JOB » Repeat the material from its first line of text down through the line that contains "box: [0, 127, 400, 171]", including both of those lines. Leave the pictures out of your answer.

INFORMATION SUPPLIED »

+ + + +

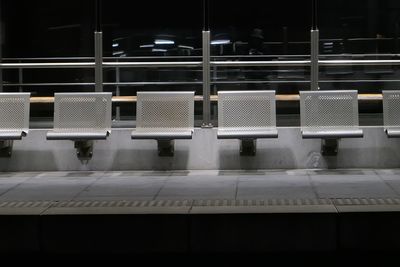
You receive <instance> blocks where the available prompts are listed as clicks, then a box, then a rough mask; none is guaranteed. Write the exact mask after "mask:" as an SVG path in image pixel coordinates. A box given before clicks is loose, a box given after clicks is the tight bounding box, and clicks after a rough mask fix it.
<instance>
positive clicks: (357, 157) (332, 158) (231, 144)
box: [0, 127, 400, 171]
mask: <svg viewBox="0 0 400 267" xmlns="http://www.w3.org/2000/svg"><path fill="white" fill-rule="evenodd" d="M363 129H364V138H360V139H342V140H341V141H340V144H339V153H338V155H337V156H336V157H323V156H321V154H320V145H321V141H320V140H319V139H306V140H303V139H302V138H301V135H300V130H299V128H279V138H278V139H259V140H258V141H257V155H256V156H254V157H241V156H240V155H239V141H238V140H218V139H217V130H216V129H196V130H195V133H194V136H193V140H177V141H176V142H175V157H173V158H160V157H158V155H157V142H156V141H155V140H148V141H145V140H131V139H130V133H131V130H130V129H115V130H113V132H112V134H111V136H110V137H109V139H108V140H106V141H96V142H95V147H94V155H93V159H92V160H91V161H90V162H89V163H88V164H82V163H81V162H80V161H79V160H78V159H77V157H76V155H75V149H74V146H73V142H72V141H47V140H46V137H45V136H46V132H47V130H31V131H30V132H29V134H28V136H27V137H25V138H24V139H23V140H22V141H16V142H15V143H14V151H13V155H12V157H11V158H10V159H5V158H1V159H0V171H75V170H88V171H92V170H93V171H117V170H203V169H204V170H205V169H209V170H212V169H216V170H234V169H254V170H255V169H295V168H300V169H305V168H306V169H309V168H397V167H400V139H389V138H387V137H386V135H385V133H384V131H383V129H382V128H381V127H367V128H363Z"/></svg>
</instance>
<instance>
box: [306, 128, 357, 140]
mask: <svg viewBox="0 0 400 267" xmlns="http://www.w3.org/2000/svg"><path fill="white" fill-rule="evenodd" d="M301 133H302V136H303V138H304V139H313V138H361V137H363V136H364V133H363V130H361V129H332V130H302V131H301Z"/></svg>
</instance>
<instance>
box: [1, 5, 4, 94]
mask: <svg viewBox="0 0 400 267" xmlns="http://www.w3.org/2000/svg"><path fill="white" fill-rule="evenodd" d="M2 13H3V8H2V1H0V63H1V62H2V61H3V39H4V36H3V34H4V32H3V27H4V26H3V25H4V24H3V16H2ZM0 92H3V69H0Z"/></svg>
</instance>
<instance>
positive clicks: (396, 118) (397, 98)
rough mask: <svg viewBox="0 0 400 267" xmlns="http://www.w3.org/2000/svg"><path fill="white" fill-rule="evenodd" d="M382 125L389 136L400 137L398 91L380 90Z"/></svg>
mask: <svg viewBox="0 0 400 267" xmlns="http://www.w3.org/2000/svg"><path fill="white" fill-rule="evenodd" d="M382 96H383V125H384V130H385V133H386V134H387V136H388V137H389V138H399V137H400V91H399V90H397V91H396V90H390V91H382Z"/></svg>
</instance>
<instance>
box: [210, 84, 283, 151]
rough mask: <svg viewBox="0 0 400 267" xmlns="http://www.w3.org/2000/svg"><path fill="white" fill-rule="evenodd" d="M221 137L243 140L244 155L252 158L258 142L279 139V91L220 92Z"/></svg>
mask: <svg viewBox="0 0 400 267" xmlns="http://www.w3.org/2000/svg"><path fill="white" fill-rule="evenodd" d="M217 137H218V139H240V140H242V143H241V152H242V154H251V155H254V154H255V139H259V138H277V137H278V130H277V129H276V103H275V91H221V92H218V134H217ZM244 140H247V141H244ZM245 147H247V148H245ZM244 149H245V150H246V149H247V151H248V152H249V153H245V152H244Z"/></svg>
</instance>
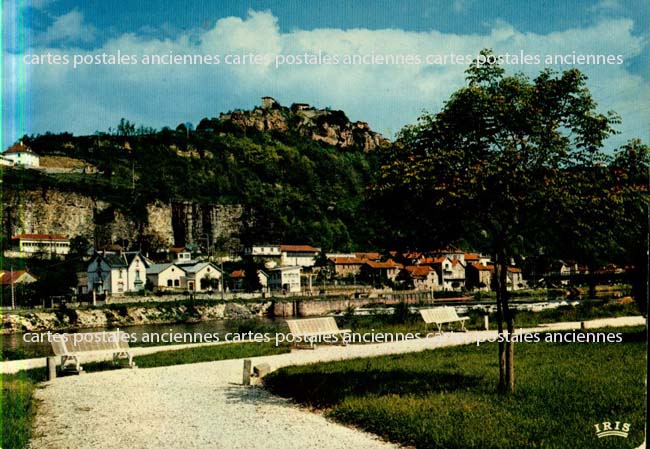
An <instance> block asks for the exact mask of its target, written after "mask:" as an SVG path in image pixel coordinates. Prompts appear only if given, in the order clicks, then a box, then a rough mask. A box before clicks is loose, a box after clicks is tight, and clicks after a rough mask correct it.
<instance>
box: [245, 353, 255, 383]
mask: <svg viewBox="0 0 650 449" xmlns="http://www.w3.org/2000/svg"><path fill="white" fill-rule="evenodd" d="M252 365H253V363H252V362H251V360H250V359H246V360H244V380H243V385H250V384H251V366H252Z"/></svg>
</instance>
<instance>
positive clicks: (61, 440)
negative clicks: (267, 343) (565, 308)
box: [31, 317, 639, 449]
mask: <svg viewBox="0 0 650 449" xmlns="http://www.w3.org/2000/svg"><path fill="white" fill-rule="evenodd" d="M632 320H633V323H631V325H635V324H637V323H638V322H639V318H638V317H633V318H632ZM628 323H629V321H628V320H627V319H621V318H619V319H615V320H607V321H605V320H603V321H600V322H594V323H589V324H588V325H587V327H591V326H598V327H600V326H616V325H629V324H628ZM577 325H578V326H579V325H580V323H577ZM575 326H576V323H563V325H562V326H561V328H562V329H566V330H571V329H575ZM547 330H548V328H546V327H540V328H535V329H526V330H525V331H526V332H533V331H538V332H544V331H547ZM553 330H559V328H558V326H554V329H553ZM495 335H496V332H494V331H490V332H485V331H480V332H479V331H475V332H467V333H456V334H451V335H449V337H448V338H443V337H436V338H431V339H421V340H411V341H401V342H395V343H382V344H369V345H348V346H346V347H341V346H323V347H318V348H317V349H315V350H309V351H306V350H304V351H293V352H291V353H289V354H282V355H274V356H265V357H258V358H253V359H252V363H253V365H254V366H255V365H259V364H262V363H268V364H269V365H270V367H271V369H272V370H273V371H275V370H277V369H278V368H281V367H284V366H291V365H304V364H308V363H317V362H326V361H335V360H346V359H355V358H360V357H363V358H365V359H366V360H367V361H368V363H372V360H371V359H370V358H371V357H376V356H381V355H397V354H403V353H408V352H420V351H426V350H429V349H436V348H441V347H443V346H458V345H467V344H472V343H473V342H475V341H476V340H477V339H478V338H481V339H488V338H494V336H495ZM617 348H618V347H617ZM477 350H481V351H483V352H485V353H486V354H490V356H489V357H490V359H489V360H490V361H492V360H493V358H492V354H495V353H494V351H492V347H488V346H486V347H485V348H484V347H483V346H481V347H480V348H479V349H477ZM418 357H419V355H418ZM445 360H449V359H445ZM364 362H365V360H364ZM242 366H243V360H242V359H238V360H228V361H221V362H206V363H201V364H191V365H181V366H172V367H166V368H153V369H139V370H117V371H110V372H104V373H98V374H91V375H86V376H70V377H65V378H61V379H56V380H55V381H53V382H48V383H46V384H44V386H45V388H40V389H38V390H37V391H36V399H37V400H40V401H41V402H40V404H41V405H40V406H39V409H38V415H37V418H36V425H35V427H34V433H33V435H34V438H33V440H32V442H31V447H32V448H34V449H37V448H49V447H70V448H75V447H84V448H102V449H107V448H108V449H110V448H121V447H124V446H125V445H126V446H129V447H156V446H157V447H176V446H182V447H192V448H208V447H210V448H212V447H220V448H234V447H241V448H243V447H247V448H261V447H265V448H283V449H286V448H296V449H298V448H301V449H303V448H311V447H313V448H319V449H322V448H332V449H334V448H343V447H355V448H356V447H359V448H361V447H363V448H387V447H393V448H394V447H398V446H396V445H392V444H388V443H385V442H382V441H380V440H378V439H377V437H376V436H373V435H371V434H368V433H364V432H360V431H359V430H357V429H354V428H350V427H347V426H344V425H341V424H337V423H334V422H331V421H329V420H327V419H325V417H324V416H323V415H322V414H314V413H311V412H309V411H308V410H305V409H302V408H299V407H297V406H295V405H292V404H291V403H290V402H289V401H287V400H285V399H282V398H278V397H276V396H272V395H270V394H269V393H267V392H265V391H264V390H260V389H257V388H247V387H244V386H241V379H242ZM481 366H483V365H481ZM445 369H448V368H445ZM364 372H365V371H364ZM428 374H430V373H428ZM434 374H435V373H434ZM442 374H445V373H442ZM359 377H362V376H359V375H357V376H354V378H359ZM492 378H494V376H490V377H488V379H492ZM552 378H553V377H552V376H549V377H548V378H547V381H548V379H552ZM396 385H397V384H396ZM432 385H437V382H434V383H432ZM116 391H117V392H120V394H116V393H115V392H116ZM612 397H614V396H612ZM547 399H548V398H544V400H547ZM558 399H559V400H561V399H562V397H558ZM442 409H444V408H442ZM442 409H437V410H442ZM71 411H73V412H72V413H71ZM143 420H145V421H146V425H143V422H144V421H143ZM215 423H218V425H215ZM251 423H254V425H253V426H251ZM580 430H581V431H584V429H582V428H581V429H580ZM188 432H189V433H188ZM190 434H191V438H188V435H190ZM632 436H633V437H634V438H636V434H635V435H632ZM594 438H595V437H594Z"/></svg>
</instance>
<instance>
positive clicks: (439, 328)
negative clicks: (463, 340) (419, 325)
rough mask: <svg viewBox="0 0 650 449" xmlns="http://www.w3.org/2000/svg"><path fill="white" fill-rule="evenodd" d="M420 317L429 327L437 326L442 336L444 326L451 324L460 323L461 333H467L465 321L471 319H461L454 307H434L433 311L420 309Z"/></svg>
mask: <svg viewBox="0 0 650 449" xmlns="http://www.w3.org/2000/svg"><path fill="white" fill-rule="evenodd" d="M420 315H422V319H423V320H424V322H425V323H426V325H427V326H428V325H429V324H435V325H436V326H437V327H438V333H439V334H442V326H443V325H444V324H451V323H460V329H459V330H460V331H462V332H466V331H467V329H465V321H467V320H469V317H467V316H463V317H460V316H458V314H457V313H456V309H454V308H453V307H434V308H433V309H420Z"/></svg>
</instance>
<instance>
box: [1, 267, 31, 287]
mask: <svg viewBox="0 0 650 449" xmlns="http://www.w3.org/2000/svg"><path fill="white" fill-rule="evenodd" d="M25 273H29V272H28V271H27V270H14V277H13V282H14V284H16V283H18V281H19V280H20V278H21V277H22V276H23V275H24V274H25ZM29 274H30V276H32V277H34V275H33V274H31V273H29ZM0 285H11V270H0Z"/></svg>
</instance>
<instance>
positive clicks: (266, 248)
mask: <svg viewBox="0 0 650 449" xmlns="http://www.w3.org/2000/svg"><path fill="white" fill-rule="evenodd" d="M244 256H253V257H261V258H269V257H271V258H272V257H277V258H278V259H279V258H280V257H282V252H281V251H280V245H253V246H247V247H245V248H244Z"/></svg>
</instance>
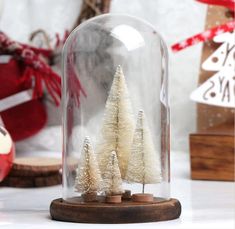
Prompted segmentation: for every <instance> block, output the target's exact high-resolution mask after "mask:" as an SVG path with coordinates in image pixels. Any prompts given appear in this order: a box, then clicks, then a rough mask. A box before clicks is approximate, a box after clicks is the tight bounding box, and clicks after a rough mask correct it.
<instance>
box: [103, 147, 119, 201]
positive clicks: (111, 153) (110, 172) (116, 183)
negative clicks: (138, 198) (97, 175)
mask: <svg viewBox="0 0 235 229" xmlns="http://www.w3.org/2000/svg"><path fill="white" fill-rule="evenodd" d="M103 190H104V191H105V194H106V195H107V196H113V195H121V194H122V193H123V189H122V178H121V173H120V170H119V166H118V160H117V155H116V152H115V151H112V152H111V154H110V155H109V162H108V164H107V166H106V170H105V172H104V176H103Z"/></svg>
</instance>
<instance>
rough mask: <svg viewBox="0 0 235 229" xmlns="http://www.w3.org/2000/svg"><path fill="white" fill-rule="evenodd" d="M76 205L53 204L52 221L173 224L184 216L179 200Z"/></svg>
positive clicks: (51, 213) (123, 202)
mask: <svg viewBox="0 0 235 229" xmlns="http://www.w3.org/2000/svg"><path fill="white" fill-rule="evenodd" d="M75 201H76V203H68V202H65V201H63V200H62V199H61V198H60V199H56V200H53V201H52V203H51V206H50V214H51V217H52V219H53V220H59V221H68V222H76V223H142V222H156V221H165V220H172V219H176V218H179V217H180V214H181V204H180V202H179V201H178V200H177V199H170V200H163V199H161V198H154V202H153V203H138V202H133V201H132V200H129V201H127V200H126V201H122V202H121V203H118V204H117V203H115V204H110V203H105V202H100V201H99V202H96V203H94V202H93V203H84V202H82V199H81V198H79V197H77V198H76V199H75Z"/></svg>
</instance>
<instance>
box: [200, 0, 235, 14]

+ + + +

EXPECTED ANSWER »
You receive <instance> blocks where the available prompts are listed as clicks, then a box, then a rough mask; none is guaranteed. Write the exact mask after "mask:" as an SVG path in image pixel coordinates. A box given before clicks is loose, a box given after clicks is the tight bounding box, and clicks after a rough mask fix it.
<instance>
positive clicks: (357, 157) (332, 158) (231, 144)
box: [0, 127, 400, 171]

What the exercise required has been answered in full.